_What to produce:_
Write out each line exactly as it stands, please.

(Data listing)
/---

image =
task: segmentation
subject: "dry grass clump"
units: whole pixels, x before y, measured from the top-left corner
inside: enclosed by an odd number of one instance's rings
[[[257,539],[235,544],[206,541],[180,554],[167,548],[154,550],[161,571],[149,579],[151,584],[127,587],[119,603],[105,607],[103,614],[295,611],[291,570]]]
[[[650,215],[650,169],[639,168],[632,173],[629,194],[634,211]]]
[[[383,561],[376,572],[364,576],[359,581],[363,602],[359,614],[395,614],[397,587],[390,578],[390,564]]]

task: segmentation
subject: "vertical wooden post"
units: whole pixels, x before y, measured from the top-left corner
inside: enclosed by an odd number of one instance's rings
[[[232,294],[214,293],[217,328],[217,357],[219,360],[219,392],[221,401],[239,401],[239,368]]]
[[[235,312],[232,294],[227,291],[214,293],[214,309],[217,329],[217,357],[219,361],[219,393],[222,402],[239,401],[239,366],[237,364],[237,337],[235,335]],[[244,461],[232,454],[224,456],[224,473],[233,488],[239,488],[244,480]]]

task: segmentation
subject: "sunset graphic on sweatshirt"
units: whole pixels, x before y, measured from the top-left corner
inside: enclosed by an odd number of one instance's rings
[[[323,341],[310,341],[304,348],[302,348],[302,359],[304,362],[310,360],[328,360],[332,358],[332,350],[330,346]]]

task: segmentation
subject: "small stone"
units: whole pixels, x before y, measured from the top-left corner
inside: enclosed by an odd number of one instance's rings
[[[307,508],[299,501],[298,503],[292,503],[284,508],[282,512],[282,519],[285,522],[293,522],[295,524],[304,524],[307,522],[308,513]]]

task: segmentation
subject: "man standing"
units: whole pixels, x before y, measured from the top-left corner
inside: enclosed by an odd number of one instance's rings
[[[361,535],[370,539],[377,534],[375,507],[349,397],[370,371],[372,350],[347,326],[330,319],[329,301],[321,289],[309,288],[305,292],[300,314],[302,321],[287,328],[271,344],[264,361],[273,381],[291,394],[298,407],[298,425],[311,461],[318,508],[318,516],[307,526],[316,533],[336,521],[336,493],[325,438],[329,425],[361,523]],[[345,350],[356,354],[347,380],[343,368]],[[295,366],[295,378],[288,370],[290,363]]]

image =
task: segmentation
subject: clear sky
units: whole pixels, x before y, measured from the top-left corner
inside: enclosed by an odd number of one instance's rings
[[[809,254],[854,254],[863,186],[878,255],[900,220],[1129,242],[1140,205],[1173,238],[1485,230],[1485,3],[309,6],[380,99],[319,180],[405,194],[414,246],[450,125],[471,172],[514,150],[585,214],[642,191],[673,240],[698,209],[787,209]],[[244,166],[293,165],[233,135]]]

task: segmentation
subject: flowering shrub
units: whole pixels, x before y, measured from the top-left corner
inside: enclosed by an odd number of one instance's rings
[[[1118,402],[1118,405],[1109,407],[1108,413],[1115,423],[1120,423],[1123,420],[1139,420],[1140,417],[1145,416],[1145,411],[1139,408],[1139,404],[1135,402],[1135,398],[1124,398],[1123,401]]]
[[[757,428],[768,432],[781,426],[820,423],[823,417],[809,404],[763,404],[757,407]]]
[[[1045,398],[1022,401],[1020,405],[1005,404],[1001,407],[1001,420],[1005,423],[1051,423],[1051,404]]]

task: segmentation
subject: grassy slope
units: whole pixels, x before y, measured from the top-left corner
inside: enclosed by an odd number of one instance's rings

\---

_Solution to this task:_
image =
task: segmentation
subject: "dry grass clump"
units: whole pixels, x before y, measured from the top-left corner
inside: enclosed by an odd number of one instance's rings
[[[257,539],[235,544],[206,541],[180,554],[167,548],[154,550],[161,571],[149,579],[151,584],[127,587],[119,603],[105,607],[103,614],[295,611],[291,570]]]
[[[650,215],[650,169],[639,168],[632,173],[629,194],[634,211]]]
[[[383,561],[376,572],[364,576],[359,581],[363,602],[359,614],[395,614],[397,587],[390,578],[390,564]]]

task: segmentation
subject: "vertical wooden post"
units: whole pixels, x before y, measured from the top-left corner
inside: enclosed by an odd number of one instance's rings
[[[232,294],[214,293],[217,328],[217,357],[219,360],[219,392],[221,401],[239,401],[239,368]]]
[[[235,312],[232,294],[227,291],[214,293],[214,309],[217,329],[217,357],[219,361],[219,393],[222,402],[239,401],[239,366],[237,364],[237,337],[235,335]],[[244,461],[232,454],[224,456],[224,473],[233,488],[239,488],[244,480]]]

task: segmentation
subject: "sunset graphic on sweatshirt"
units: whole pixels, x before y, measured from the top-left corner
inside: enclosed by an odd number of one instance's rings
[[[323,341],[310,341],[304,348],[302,348],[302,359],[304,362],[310,360],[328,360],[332,358],[332,350],[330,346]]]

task: segmentation
subject: "small stone"
units: whole pixels, x before y, measured from the top-left corner
inside: enclosed by an odd number of one instance's rings
[[[307,508],[299,501],[298,503],[292,503],[284,508],[282,512],[282,519],[285,522],[293,522],[295,524],[304,524],[307,522],[308,513]]]

task: segmentation
subject: "man standing"
units: whole pixels, x before y, measured from the top-left corner
inside: enclosed by an odd number of one instance's rings
[[[361,535],[370,539],[377,534],[375,507],[349,397],[370,371],[372,350],[347,326],[330,319],[329,301],[321,289],[309,288],[305,292],[300,314],[302,321],[287,328],[271,344],[264,361],[273,381],[291,394],[298,407],[298,425],[311,461],[318,508],[318,516],[307,526],[316,533],[336,521],[336,493],[325,438],[329,425],[361,523]],[[345,350],[356,354],[347,380],[343,368]],[[295,366],[295,378],[288,370],[290,363]]]

image =
task: segmentation
subject: clear sky
units: whole pixels, x before y, measured from the top-left corner
inside: enclosed by an odd number of one instance's rings
[[[809,254],[854,254],[863,186],[878,255],[900,220],[1129,242],[1140,205],[1173,238],[1485,230],[1485,3],[309,6],[380,99],[319,180],[405,194],[414,246],[450,125],[471,172],[514,150],[585,214],[642,191],[673,240],[698,209],[787,209]],[[244,166],[293,165],[233,135]]]

task: segmentation
subject: flowering shrub
units: whole pixels, x before y, measured from the top-left corner
inside: enclosed by an odd number of one instance's rings
[[[1118,402],[1118,405],[1109,407],[1108,413],[1115,423],[1120,423],[1123,420],[1139,420],[1140,417],[1145,416],[1145,411],[1139,408],[1139,404],[1135,402],[1135,398],[1124,398],[1123,401]]]
[[[757,428],[768,432],[781,426],[820,423],[823,417],[809,404],[763,404],[757,407]]]
[[[1045,398],[1022,401],[1020,405],[1005,404],[1001,407],[1001,420],[1005,423],[1051,423],[1051,404]]]

task: segmentation
subject: grassy slope
units: whole pixels, x before y, measured from the top-left corner
inside: enclosed by an odd number of one instance's rings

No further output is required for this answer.